Free-text object descriptions:
────────────────
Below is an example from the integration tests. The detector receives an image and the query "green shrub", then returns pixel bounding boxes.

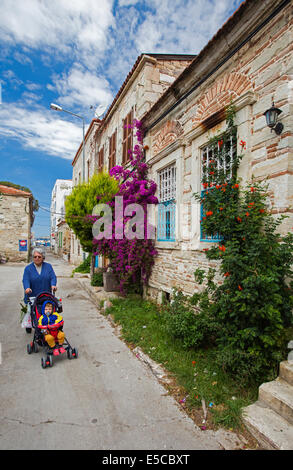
[165,290,222,349]
[91,271,103,287]
[169,105,293,387]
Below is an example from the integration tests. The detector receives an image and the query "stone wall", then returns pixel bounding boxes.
[97,55,194,170]
[0,194,31,262]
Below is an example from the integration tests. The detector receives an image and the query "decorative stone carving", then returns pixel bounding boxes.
[192,72,253,127]
[153,120,184,155]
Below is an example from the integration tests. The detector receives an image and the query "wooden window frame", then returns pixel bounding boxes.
[109,130,117,170]
[122,109,133,164]
[87,159,90,181]
[98,146,104,173]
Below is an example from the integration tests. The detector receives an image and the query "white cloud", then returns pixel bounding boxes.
[0,0,114,60]
[13,50,33,66]
[119,0,140,5]
[48,66,113,111]
[0,103,83,160]
[0,0,243,161]
[133,0,242,54]
[1,70,23,89]
[25,82,42,91]
[21,91,41,105]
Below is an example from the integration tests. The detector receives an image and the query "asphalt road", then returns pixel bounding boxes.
[0,252,233,450]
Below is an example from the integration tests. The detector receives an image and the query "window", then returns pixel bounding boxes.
[200,132,236,241]
[122,109,133,164]
[98,146,104,173]
[87,160,90,181]
[109,131,116,170]
[201,133,236,183]
[157,164,176,242]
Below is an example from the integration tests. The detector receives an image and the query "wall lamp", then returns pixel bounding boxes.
[263,102,284,135]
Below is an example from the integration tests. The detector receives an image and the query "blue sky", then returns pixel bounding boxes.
[0,0,243,237]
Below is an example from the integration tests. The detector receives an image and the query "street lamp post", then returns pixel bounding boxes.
[50,103,85,181]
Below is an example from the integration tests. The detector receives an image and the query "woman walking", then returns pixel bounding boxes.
[22,247,57,332]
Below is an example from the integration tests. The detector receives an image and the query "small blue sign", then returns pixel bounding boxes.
[19,240,27,251]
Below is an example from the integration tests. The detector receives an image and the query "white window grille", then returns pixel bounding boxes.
[157,164,176,241]
[201,133,236,183]
[159,164,176,202]
[200,132,237,242]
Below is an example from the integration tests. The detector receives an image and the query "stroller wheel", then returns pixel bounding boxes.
[33,342,39,353]
[72,347,78,359]
[27,343,33,354]
[41,357,46,369]
[47,355,53,367]
[67,348,73,360]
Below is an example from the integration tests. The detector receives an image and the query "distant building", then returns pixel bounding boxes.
[34,237,51,247]
[0,184,33,262]
[50,179,72,254]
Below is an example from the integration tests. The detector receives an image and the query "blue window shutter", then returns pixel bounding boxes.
[158,200,176,241]
[200,189,223,242]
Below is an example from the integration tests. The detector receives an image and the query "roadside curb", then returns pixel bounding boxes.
[73,274,122,308]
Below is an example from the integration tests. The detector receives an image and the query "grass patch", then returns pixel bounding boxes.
[104,295,259,432]
[72,255,90,274]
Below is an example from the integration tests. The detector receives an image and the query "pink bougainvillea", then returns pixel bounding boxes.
[92,120,158,294]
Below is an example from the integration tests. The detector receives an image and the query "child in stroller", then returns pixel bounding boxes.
[38,300,66,356]
[26,291,78,368]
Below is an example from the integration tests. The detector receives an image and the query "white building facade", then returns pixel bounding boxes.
[50,179,72,253]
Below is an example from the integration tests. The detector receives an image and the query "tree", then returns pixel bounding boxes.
[93,120,158,294]
[65,171,119,273]
[169,105,293,386]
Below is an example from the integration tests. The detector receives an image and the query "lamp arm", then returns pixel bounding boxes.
[61,109,84,122]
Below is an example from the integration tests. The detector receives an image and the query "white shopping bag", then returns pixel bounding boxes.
[21,311,32,329]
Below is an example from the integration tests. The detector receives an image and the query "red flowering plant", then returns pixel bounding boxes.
[169,104,293,386]
[92,120,158,294]
[194,105,243,240]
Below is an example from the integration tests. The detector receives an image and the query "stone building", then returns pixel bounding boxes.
[0,184,33,262]
[72,118,101,186]
[70,53,195,266]
[56,220,71,261]
[141,0,292,301]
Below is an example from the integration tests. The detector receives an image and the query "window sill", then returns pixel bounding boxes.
[155,240,181,250]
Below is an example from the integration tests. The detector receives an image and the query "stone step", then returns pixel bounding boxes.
[242,402,293,450]
[259,378,293,424]
[279,361,293,386]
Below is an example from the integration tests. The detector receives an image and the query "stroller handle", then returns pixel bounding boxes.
[28,296,36,305]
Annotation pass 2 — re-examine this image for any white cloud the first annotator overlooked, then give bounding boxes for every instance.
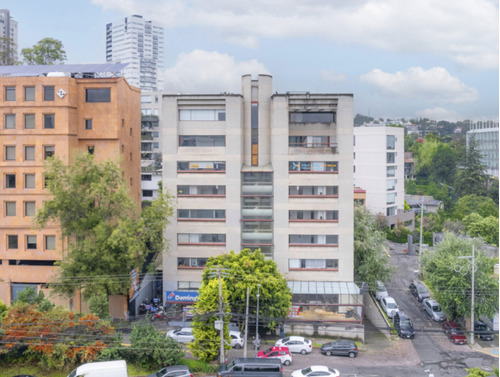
[93,0,499,69]
[414,107,463,122]
[162,50,269,92]
[359,67,479,103]
[321,70,347,83]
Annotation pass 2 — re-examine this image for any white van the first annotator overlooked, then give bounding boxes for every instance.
[67,360,128,377]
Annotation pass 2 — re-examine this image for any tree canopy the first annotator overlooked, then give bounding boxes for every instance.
[422,233,498,319]
[454,138,488,197]
[21,37,67,65]
[354,205,395,288]
[35,153,172,299]
[201,249,291,331]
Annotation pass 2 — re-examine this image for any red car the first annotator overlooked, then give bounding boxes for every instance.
[443,321,467,345]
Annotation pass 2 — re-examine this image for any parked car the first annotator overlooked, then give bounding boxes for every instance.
[320,339,358,358]
[230,330,244,349]
[217,358,282,377]
[409,281,430,302]
[275,336,312,354]
[375,281,389,301]
[442,321,467,345]
[393,311,415,339]
[422,299,446,322]
[380,296,399,318]
[166,327,194,343]
[474,320,495,341]
[257,346,293,366]
[147,365,193,377]
[291,366,339,377]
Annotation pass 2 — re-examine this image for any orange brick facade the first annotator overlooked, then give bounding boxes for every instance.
[0,75,141,306]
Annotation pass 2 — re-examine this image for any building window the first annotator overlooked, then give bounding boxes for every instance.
[289,259,338,270]
[153,142,159,149]
[43,86,55,101]
[289,210,338,221]
[177,233,226,244]
[5,114,15,129]
[142,190,153,197]
[387,152,396,164]
[130,128,132,136]
[24,86,35,101]
[387,193,396,205]
[5,146,15,161]
[177,161,225,172]
[44,146,55,159]
[179,135,226,147]
[7,235,18,249]
[387,166,396,177]
[387,135,396,150]
[386,179,396,191]
[177,185,226,196]
[24,201,36,216]
[5,174,15,188]
[387,206,397,216]
[5,86,15,101]
[25,174,35,189]
[24,114,35,129]
[141,174,152,181]
[129,152,132,161]
[85,88,111,103]
[88,146,95,155]
[45,235,56,250]
[288,186,338,196]
[179,109,226,121]
[289,112,335,123]
[25,146,35,161]
[5,202,16,216]
[26,235,37,249]
[178,209,225,220]
[85,119,92,130]
[121,144,124,153]
[177,281,202,290]
[130,178,133,186]
[178,257,208,268]
[141,95,152,103]
[289,234,338,246]
[288,136,334,147]
[289,161,338,172]
[44,114,55,129]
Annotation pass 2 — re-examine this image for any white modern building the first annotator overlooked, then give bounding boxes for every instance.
[466,121,499,177]
[159,75,362,331]
[106,15,164,91]
[0,9,18,65]
[353,125,411,228]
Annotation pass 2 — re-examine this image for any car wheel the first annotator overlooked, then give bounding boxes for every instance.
[349,352,356,358]
[234,344,242,349]
[325,351,332,356]
[284,360,291,366]
[300,349,307,355]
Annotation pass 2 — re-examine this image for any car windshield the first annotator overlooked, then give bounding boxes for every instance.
[401,320,412,327]
[417,286,427,293]
[282,337,290,343]
[476,323,487,331]
[432,305,442,312]
[301,367,312,375]
[450,328,463,335]
[387,303,398,309]
[264,347,272,354]
[156,368,168,377]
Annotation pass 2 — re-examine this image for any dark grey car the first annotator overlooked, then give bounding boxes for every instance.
[409,281,430,302]
[474,321,495,341]
[147,365,192,377]
[320,339,358,358]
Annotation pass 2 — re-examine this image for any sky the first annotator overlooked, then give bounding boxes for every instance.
[3,0,499,122]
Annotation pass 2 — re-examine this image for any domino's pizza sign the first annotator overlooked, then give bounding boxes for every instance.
[165,291,199,303]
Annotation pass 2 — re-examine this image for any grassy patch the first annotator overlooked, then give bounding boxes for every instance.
[0,362,67,377]
[180,358,218,374]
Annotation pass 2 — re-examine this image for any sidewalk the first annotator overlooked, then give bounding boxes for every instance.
[470,341,499,358]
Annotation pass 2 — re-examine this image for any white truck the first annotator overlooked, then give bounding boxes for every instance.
[67,360,128,377]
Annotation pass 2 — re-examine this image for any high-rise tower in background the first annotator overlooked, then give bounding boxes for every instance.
[0,9,18,65]
[106,15,164,91]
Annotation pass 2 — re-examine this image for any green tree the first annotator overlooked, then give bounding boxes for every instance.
[405,179,418,195]
[201,249,291,332]
[14,287,54,312]
[487,177,499,205]
[0,36,17,65]
[21,38,67,65]
[189,278,231,362]
[465,368,491,377]
[354,205,395,288]
[422,233,499,319]
[88,293,110,319]
[453,195,498,220]
[454,138,488,197]
[130,322,184,368]
[462,213,499,246]
[429,143,456,185]
[35,153,172,299]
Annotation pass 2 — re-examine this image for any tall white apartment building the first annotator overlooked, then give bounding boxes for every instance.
[353,125,406,227]
[0,9,18,65]
[106,15,164,91]
[162,74,355,294]
[466,120,499,177]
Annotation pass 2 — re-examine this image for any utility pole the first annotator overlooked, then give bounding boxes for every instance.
[418,194,424,277]
[217,265,225,364]
[254,284,261,357]
[243,286,249,357]
[455,246,476,345]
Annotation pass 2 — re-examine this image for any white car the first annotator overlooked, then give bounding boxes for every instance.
[275,336,312,354]
[229,330,244,349]
[380,296,399,318]
[166,327,194,343]
[291,365,340,377]
[375,281,389,301]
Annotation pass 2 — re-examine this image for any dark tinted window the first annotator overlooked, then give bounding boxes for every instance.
[86,88,111,102]
[44,86,55,101]
[244,365,280,372]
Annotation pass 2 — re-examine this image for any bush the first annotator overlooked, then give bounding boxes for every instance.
[180,358,218,373]
[129,322,184,369]
[88,294,110,319]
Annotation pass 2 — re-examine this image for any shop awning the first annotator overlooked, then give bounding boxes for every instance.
[287,281,360,295]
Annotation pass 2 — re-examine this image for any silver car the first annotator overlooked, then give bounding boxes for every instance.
[380,296,399,318]
[423,299,446,322]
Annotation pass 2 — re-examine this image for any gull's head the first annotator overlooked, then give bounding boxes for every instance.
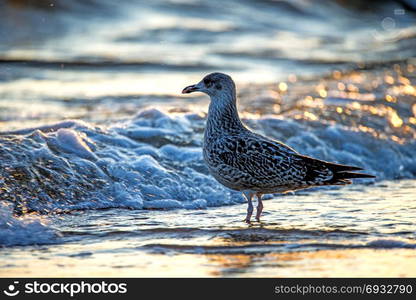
[182,72,236,99]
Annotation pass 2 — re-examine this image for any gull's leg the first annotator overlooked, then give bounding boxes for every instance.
[242,191,254,224]
[255,193,263,222]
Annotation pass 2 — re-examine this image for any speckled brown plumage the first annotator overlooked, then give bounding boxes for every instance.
[182,72,375,223]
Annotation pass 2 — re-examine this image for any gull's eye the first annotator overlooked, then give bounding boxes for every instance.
[204,78,213,88]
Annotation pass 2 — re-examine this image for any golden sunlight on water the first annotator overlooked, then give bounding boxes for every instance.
[237,62,416,144]
[2,248,415,278]
[207,249,416,277]
[1,181,414,277]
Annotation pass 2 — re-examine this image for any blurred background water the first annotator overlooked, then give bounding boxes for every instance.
[0,0,415,277]
[1,0,416,127]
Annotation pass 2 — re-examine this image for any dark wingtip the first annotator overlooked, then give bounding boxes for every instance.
[327,162,364,172]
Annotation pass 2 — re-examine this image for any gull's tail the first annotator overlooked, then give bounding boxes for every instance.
[323,161,376,185]
[299,155,376,186]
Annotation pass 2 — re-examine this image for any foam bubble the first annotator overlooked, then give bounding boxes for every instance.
[0,203,58,246]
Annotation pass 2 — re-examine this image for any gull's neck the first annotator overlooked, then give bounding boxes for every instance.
[204,92,245,139]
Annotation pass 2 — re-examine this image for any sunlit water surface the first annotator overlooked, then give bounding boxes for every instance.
[1,180,415,277]
[0,0,416,277]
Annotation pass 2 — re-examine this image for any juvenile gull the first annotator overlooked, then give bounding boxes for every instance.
[182,73,375,223]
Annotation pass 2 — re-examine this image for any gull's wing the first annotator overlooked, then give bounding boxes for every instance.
[206,134,373,191]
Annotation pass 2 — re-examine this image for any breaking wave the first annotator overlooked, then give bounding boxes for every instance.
[1,106,414,214]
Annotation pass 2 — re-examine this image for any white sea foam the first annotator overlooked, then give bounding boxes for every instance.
[54,129,97,160]
[0,108,414,214]
[0,203,58,246]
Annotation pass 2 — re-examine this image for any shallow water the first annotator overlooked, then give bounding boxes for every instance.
[0,0,416,277]
[1,180,415,277]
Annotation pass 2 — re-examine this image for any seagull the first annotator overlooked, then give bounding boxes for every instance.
[182,72,375,223]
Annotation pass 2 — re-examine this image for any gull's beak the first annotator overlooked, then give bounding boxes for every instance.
[182,84,199,94]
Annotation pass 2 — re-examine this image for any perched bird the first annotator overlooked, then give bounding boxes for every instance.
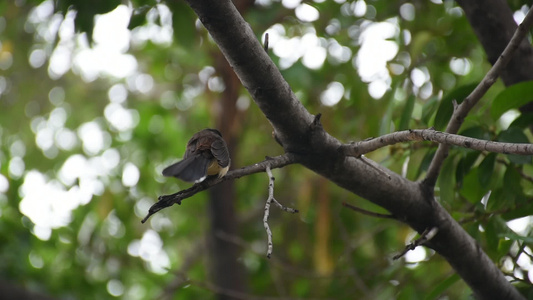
[162,128,230,183]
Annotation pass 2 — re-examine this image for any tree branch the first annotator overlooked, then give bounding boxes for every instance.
[340,128,533,157]
[181,0,526,298]
[263,165,298,258]
[424,6,533,187]
[142,153,296,223]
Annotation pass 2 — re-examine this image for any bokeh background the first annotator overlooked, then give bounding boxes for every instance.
[1,0,533,299]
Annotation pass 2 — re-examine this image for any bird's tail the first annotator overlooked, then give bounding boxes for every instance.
[162,155,210,183]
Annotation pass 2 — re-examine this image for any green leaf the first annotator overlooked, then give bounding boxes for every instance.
[434,83,478,131]
[497,239,513,258]
[490,81,533,120]
[459,125,490,140]
[478,153,496,186]
[502,167,524,205]
[416,149,436,178]
[484,219,499,257]
[168,1,197,46]
[410,31,433,60]
[487,188,507,211]
[128,6,151,30]
[74,10,96,43]
[499,232,533,244]
[460,168,485,204]
[379,93,396,135]
[66,0,121,43]
[455,151,480,187]
[424,274,460,300]
[438,155,456,204]
[398,95,415,130]
[421,96,439,125]
[397,285,418,300]
[509,112,533,129]
[502,202,533,220]
[498,127,532,165]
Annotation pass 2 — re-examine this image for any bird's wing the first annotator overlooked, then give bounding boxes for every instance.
[210,138,230,168]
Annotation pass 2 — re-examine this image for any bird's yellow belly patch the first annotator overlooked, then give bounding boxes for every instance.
[207,160,229,177]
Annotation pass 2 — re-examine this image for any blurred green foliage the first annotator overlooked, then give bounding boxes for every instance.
[0,0,532,299]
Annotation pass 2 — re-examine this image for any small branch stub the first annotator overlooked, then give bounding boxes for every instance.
[393,227,439,260]
[263,33,269,52]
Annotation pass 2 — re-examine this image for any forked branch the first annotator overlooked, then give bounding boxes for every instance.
[263,165,298,258]
[424,7,533,187]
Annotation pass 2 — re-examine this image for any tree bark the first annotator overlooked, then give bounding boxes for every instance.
[182,0,526,299]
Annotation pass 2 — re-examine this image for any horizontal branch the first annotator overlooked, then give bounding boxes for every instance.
[142,153,297,223]
[340,129,533,157]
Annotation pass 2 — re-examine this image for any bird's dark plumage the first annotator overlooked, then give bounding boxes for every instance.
[162,129,230,183]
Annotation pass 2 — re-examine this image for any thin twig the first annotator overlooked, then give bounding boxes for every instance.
[263,165,298,258]
[271,197,298,213]
[342,202,396,219]
[393,227,439,260]
[424,7,533,187]
[142,153,296,223]
[458,197,533,224]
[263,166,274,259]
[496,157,533,183]
[358,156,391,180]
[341,128,533,157]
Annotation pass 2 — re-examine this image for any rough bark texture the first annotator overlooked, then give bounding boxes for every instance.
[182,0,527,299]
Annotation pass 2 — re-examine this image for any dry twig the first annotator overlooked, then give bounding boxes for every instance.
[263,165,298,258]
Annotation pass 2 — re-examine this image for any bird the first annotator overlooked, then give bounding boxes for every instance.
[162,128,230,183]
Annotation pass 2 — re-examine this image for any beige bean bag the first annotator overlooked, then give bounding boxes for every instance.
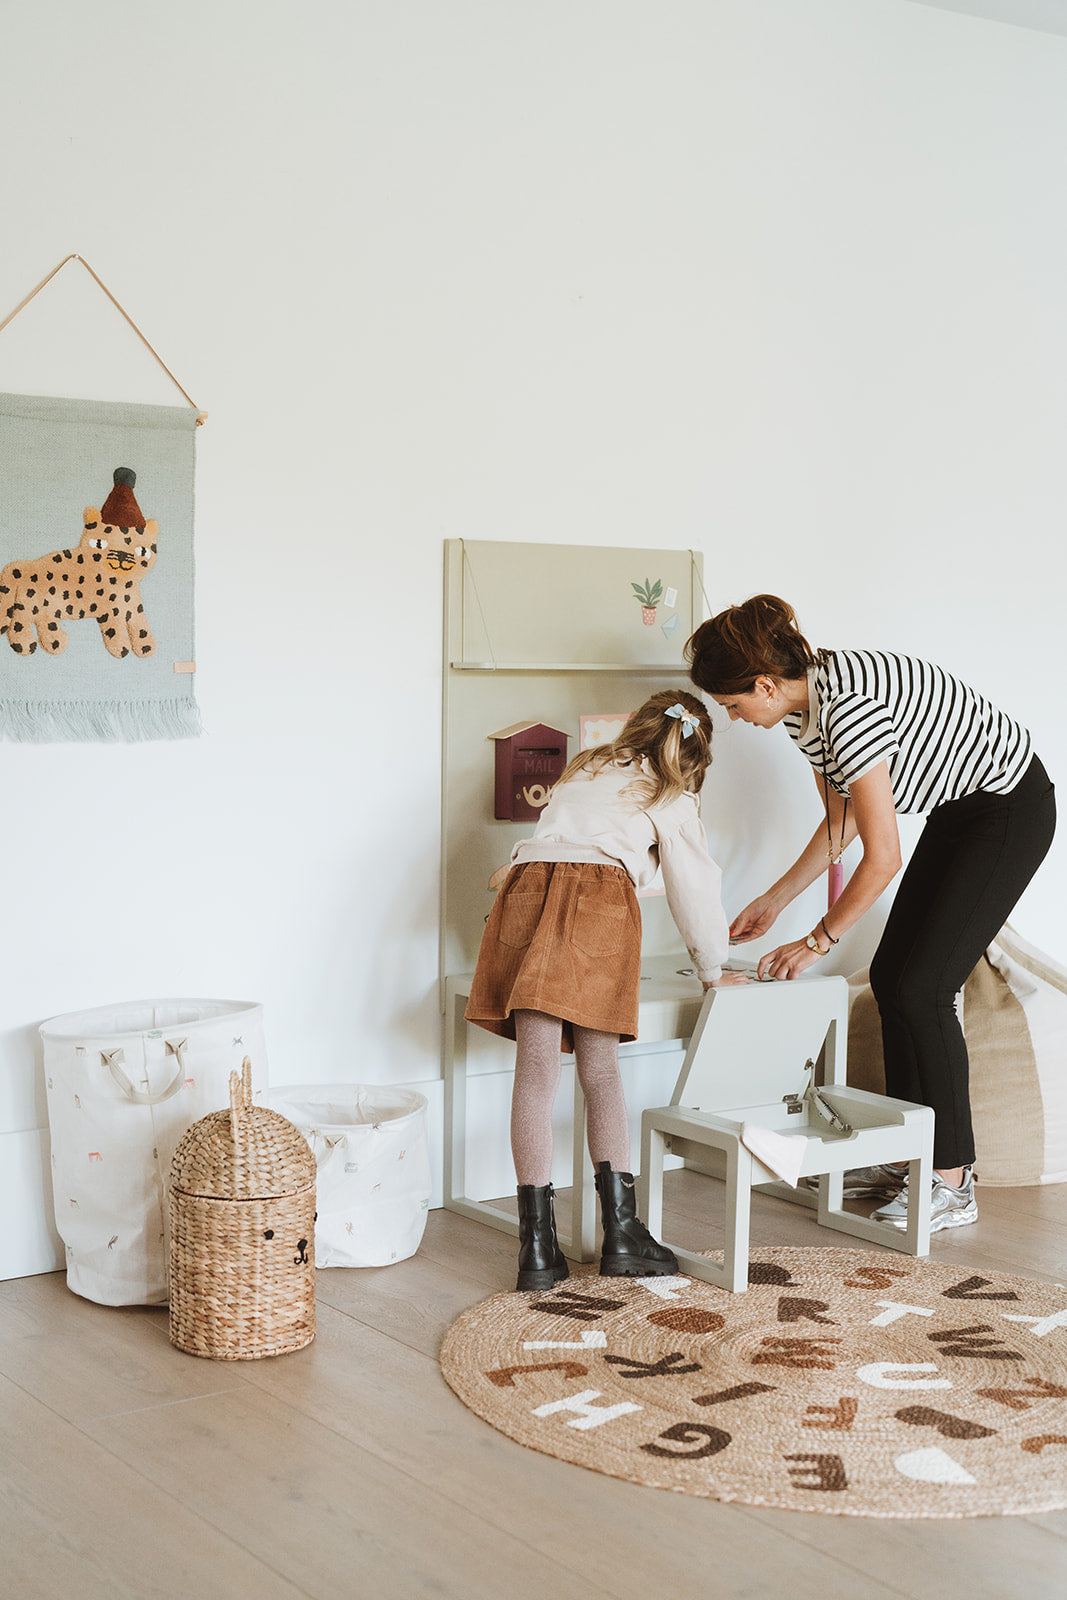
[848,925,1067,1186]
────────────────
### WHAT YOU HAVE TO DO:
Each line from the one with "Annotation pass 2 — re-examine this image for any horizontal" to the final line of the data above is to be printed exactly; no picture should appear in the copy.

### OUTPUT OF THE TASK:
Annotation pass 2 — re-examine this image for any horizontal branch the first annotator overlooked, then give bounding boxes for every instance.
[142,153,297,223]
[340,129,533,157]
Annotation pass 2 — re-examine this image for any bird's dark plumage the first annotator overlooked, then give bounding boxes for every instance.
[162,129,230,183]
Annotation pass 2 — re-examine this image for any thin twig the first annotator overlooked, then give bounding boxes for every instance.
[263,165,298,258]
[271,197,298,213]
[342,202,396,219]
[393,227,439,260]
[424,7,533,187]
[142,153,296,223]
[458,197,533,224]
[263,166,274,259]
[496,157,533,183]
[358,156,391,180]
[341,128,533,157]
Annotation pass 2 — re-examine this image for any rough bark texture the first annotator overlooked, then give bounding boxes for every instance.
[182,0,527,299]
Annotation pass 2 — re-examine this image for any dry twig the first annotator overlooked, then give bounding boxes for every instance.
[263,165,298,258]
Annotation pass 2 — re-examine this image for any bird the first annotator overlooked, then give bounding boxes for every instance.
[162,128,230,183]
Annotation pass 2 — re-examine this image for any beige bean bag the first annotator overlooked, then give bounding boxes for every instance.
[848,925,1067,1186]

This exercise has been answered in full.